— start PROVIDED DATA —

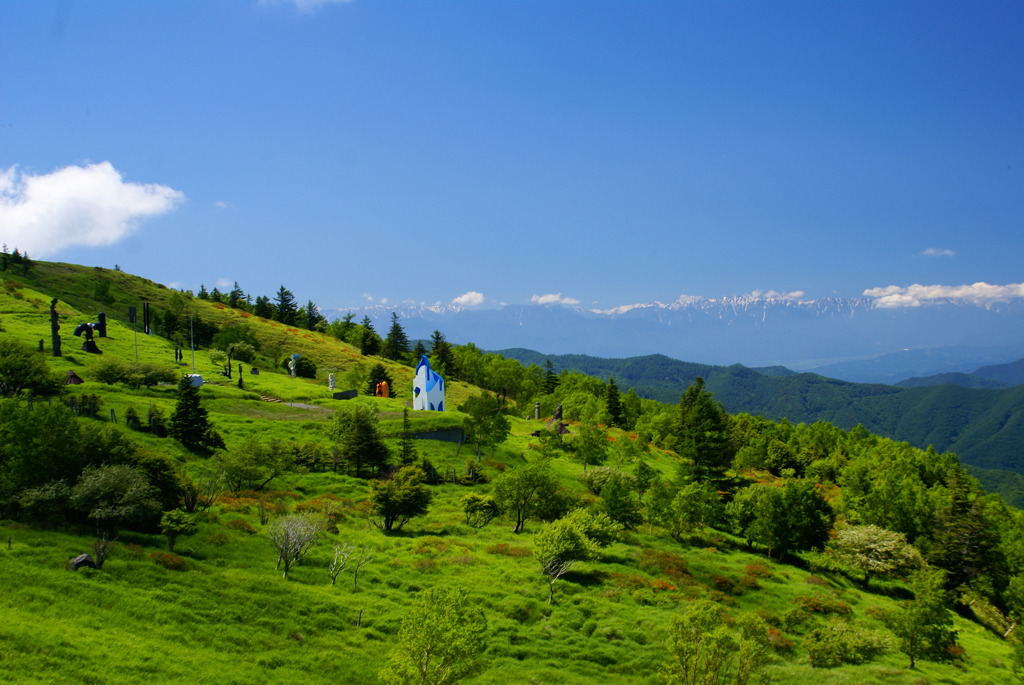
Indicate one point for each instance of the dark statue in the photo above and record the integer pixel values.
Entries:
(54, 328)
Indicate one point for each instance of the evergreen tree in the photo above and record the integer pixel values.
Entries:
(396, 343)
(441, 357)
(379, 375)
(189, 422)
(965, 544)
(370, 342)
(346, 327)
(612, 402)
(262, 307)
(632, 409)
(704, 431)
(550, 378)
(236, 297)
(419, 351)
(286, 309)
(357, 435)
(407, 447)
(311, 315)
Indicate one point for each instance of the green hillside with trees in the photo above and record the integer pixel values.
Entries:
(984, 427)
(255, 528)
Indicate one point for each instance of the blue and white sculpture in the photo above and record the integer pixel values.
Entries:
(428, 388)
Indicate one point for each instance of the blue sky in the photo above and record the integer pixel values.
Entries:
(591, 152)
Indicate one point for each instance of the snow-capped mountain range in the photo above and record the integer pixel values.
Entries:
(844, 335)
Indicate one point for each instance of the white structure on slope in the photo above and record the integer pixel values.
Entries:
(428, 388)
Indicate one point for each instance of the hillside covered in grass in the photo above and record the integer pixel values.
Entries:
(655, 512)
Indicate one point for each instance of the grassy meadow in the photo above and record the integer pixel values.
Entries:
(217, 610)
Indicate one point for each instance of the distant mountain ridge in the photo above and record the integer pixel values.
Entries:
(840, 337)
(984, 427)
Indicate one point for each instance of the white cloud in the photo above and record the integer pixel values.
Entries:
(553, 298)
(772, 295)
(90, 205)
(938, 252)
(981, 294)
(470, 299)
(307, 6)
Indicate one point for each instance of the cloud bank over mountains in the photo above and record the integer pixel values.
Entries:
(981, 294)
(76, 206)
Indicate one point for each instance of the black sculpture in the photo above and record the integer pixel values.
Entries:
(54, 328)
(89, 345)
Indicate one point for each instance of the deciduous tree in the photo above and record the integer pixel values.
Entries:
(924, 625)
(293, 536)
(518, 490)
(441, 640)
(873, 551)
(396, 500)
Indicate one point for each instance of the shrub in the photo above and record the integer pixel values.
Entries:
(169, 560)
(520, 609)
(241, 524)
(842, 642)
(426, 564)
(823, 605)
(778, 641)
(507, 550)
(596, 478)
(672, 565)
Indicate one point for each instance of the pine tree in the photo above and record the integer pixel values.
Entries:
(441, 357)
(236, 297)
(311, 315)
(378, 374)
(189, 423)
(612, 403)
(286, 310)
(550, 378)
(704, 431)
(396, 343)
(370, 342)
(262, 307)
(407, 448)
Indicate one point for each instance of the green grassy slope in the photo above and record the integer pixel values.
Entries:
(984, 427)
(219, 612)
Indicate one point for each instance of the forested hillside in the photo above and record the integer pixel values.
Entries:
(256, 528)
(984, 427)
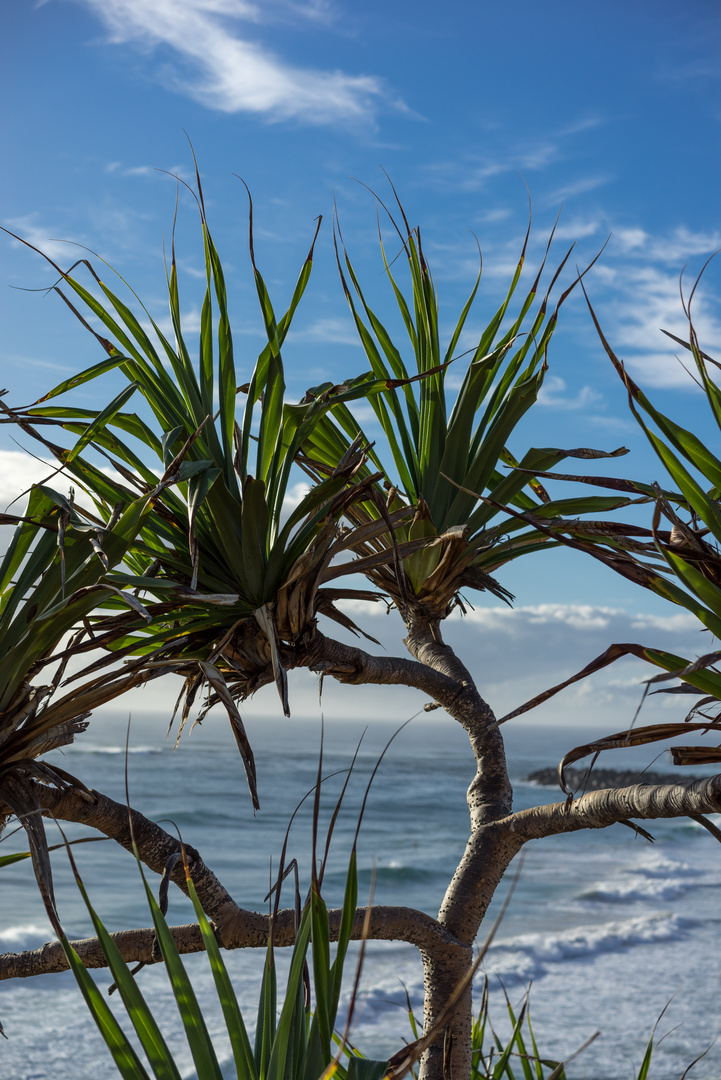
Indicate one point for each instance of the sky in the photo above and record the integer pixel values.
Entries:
(608, 112)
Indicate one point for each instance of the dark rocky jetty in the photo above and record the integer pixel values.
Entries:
(581, 781)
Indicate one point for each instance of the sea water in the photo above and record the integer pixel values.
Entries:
(604, 926)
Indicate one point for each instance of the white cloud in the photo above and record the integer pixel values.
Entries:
(580, 187)
(553, 395)
(233, 71)
(509, 620)
(645, 299)
(18, 472)
(330, 329)
(118, 169)
(42, 237)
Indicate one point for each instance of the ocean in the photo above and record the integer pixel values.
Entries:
(604, 926)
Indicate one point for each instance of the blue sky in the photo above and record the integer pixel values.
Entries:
(609, 110)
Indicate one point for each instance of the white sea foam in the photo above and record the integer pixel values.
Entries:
(21, 937)
(631, 888)
(90, 748)
(528, 956)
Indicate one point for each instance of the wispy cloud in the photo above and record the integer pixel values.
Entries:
(19, 471)
(118, 169)
(580, 187)
(29, 228)
(553, 395)
(233, 71)
(647, 300)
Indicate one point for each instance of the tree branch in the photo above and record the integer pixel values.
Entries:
(613, 805)
(250, 931)
(154, 845)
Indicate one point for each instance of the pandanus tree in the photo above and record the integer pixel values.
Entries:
(233, 584)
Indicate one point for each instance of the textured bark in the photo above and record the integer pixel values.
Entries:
(154, 845)
(495, 836)
(601, 809)
(249, 931)
(438, 672)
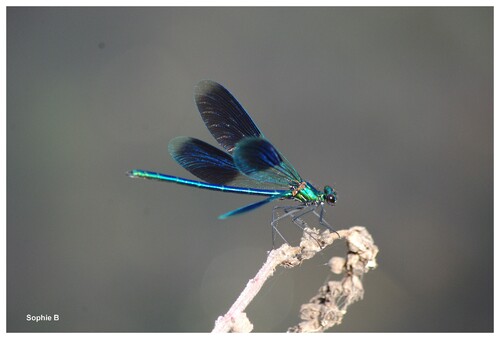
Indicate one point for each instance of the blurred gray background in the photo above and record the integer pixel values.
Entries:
(393, 106)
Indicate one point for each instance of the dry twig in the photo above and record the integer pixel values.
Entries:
(328, 307)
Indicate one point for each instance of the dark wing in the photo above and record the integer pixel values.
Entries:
(224, 117)
(210, 164)
(258, 159)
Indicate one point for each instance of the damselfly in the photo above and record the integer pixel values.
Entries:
(249, 165)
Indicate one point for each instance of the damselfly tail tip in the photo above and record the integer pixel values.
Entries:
(131, 174)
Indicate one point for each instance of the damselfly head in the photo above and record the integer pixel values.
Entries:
(330, 195)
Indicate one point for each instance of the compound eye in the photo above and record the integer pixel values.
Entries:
(331, 199)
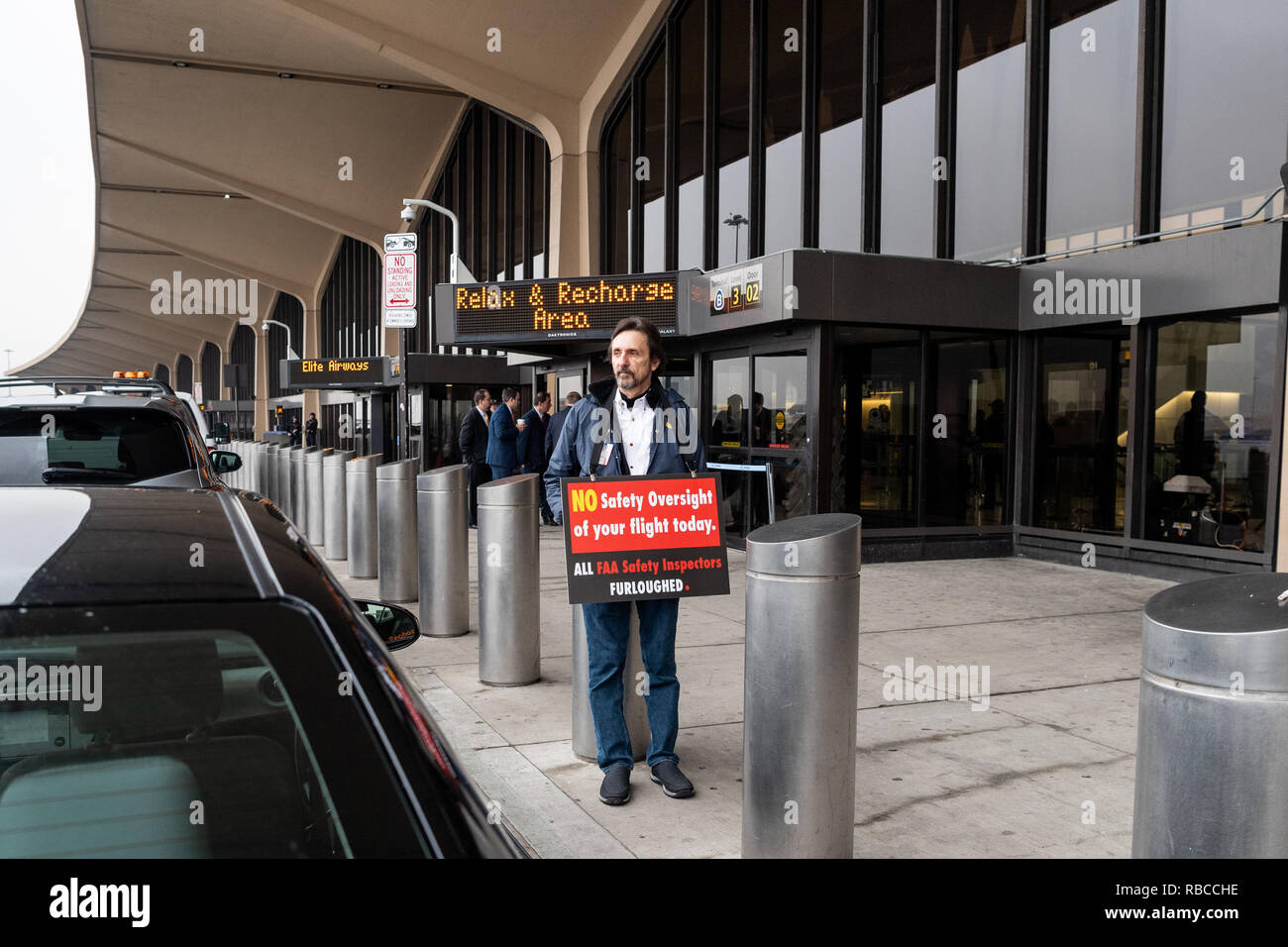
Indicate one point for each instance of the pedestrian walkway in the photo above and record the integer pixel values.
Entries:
(1043, 770)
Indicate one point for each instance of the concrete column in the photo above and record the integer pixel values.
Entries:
(262, 369)
(312, 348)
(1282, 538)
(574, 214)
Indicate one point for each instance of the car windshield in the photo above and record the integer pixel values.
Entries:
(181, 745)
(89, 445)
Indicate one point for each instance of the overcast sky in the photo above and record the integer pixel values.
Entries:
(47, 197)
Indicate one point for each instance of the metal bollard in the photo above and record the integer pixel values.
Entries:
(360, 482)
(442, 496)
(1212, 733)
(261, 468)
(802, 685)
(395, 514)
(314, 527)
(334, 499)
(300, 488)
(632, 701)
(509, 581)
(271, 467)
(287, 479)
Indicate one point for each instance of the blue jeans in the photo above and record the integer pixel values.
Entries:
(606, 626)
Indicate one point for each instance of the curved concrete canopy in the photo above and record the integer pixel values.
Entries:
(381, 82)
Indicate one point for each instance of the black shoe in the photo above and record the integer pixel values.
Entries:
(671, 780)
(616, 788)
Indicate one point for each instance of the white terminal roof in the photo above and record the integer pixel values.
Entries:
(170, 141)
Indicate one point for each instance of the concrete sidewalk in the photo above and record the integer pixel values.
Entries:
(1044, 770)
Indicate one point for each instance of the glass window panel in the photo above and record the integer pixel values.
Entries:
(875, 432)
(729, 399)
(778, 416)
(690, 115)
(523, 142)
(782, 127)
(733, 132)
(540, 183)
(990, 128)
(966, 468)
(840, 123)
(1080, 463)
(907, 127)
(1209, 474)
(1225, 77)
(653, 91)
(1091, 129)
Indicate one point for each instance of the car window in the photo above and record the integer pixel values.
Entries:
(89, 445)
(175, 745)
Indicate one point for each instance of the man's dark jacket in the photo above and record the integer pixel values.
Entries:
(473, 438)
(502, 436)
(532, 449)
(553, 429)
(580, 444)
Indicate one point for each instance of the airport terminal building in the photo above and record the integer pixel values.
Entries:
(1000, 275)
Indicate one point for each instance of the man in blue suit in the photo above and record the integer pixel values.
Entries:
(502, 436)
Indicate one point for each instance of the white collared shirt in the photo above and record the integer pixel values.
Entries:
(635, 425)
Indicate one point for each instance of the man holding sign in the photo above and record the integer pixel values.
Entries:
(629, 427)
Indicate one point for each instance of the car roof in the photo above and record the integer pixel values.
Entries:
(142, 398)
(90, 544)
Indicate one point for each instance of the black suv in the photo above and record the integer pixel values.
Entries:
(102, 432)
(180, 677)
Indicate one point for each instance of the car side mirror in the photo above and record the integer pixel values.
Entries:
(395, 626)
(224, 462)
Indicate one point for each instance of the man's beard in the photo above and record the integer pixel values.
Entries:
(627, 381)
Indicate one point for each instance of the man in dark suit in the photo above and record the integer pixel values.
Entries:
(532, 447)
(502, 436)
(475, 428)
(557, 423)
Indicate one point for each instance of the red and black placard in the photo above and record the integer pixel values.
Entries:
(642, 538)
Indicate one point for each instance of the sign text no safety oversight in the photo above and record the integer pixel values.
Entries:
(644, 538)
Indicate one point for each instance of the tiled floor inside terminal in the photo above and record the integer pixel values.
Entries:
(1044, 770)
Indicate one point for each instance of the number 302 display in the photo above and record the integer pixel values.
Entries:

— end PROVIDED DATA —

» **THE EXERCISE**: Write the lines out exactly, from the one with "Indicate one point for each instance of the black suv" down to the last line of the listing, and leave out all others.

» **PROBLEM SOLUTION**:
Indicate one point for each instance of the black suv in the photo above and record the integer pixel values.
Entries:
(102, 432)
(180, 677)
Indicate one point for each instance of the car side mirror in the photo above and record the integer pixel values.
Entries:
(395, 626)
(224, 462)
Indicate one point for each instance of the man's beard in the photo above and record the integer pixel values.
Entries:
(627, 381)
Indicate one point for each instance of the man in dark suit in the photo above and record the integer pixel values.
Entries:
(532, 447)
(502, 436)
(475, 428)
(557, 423)
Indicate one point for each instance of the red and black placard in the photo above and record the integer pixel values.
Entries:
(642, 538)
Indicate one point for each instance of the sign text no safety oversight in the photo above and record the integer pixel values.
Entries:
(644, 538)
Indicate one point for each instance of the tiled floor inside terminal in the photo above and record the integer pixel values.
Entries:
(1044, 770)
Indicate one point for each instance of the number 302 display in the photo above and record the integer pixel values.
Entries:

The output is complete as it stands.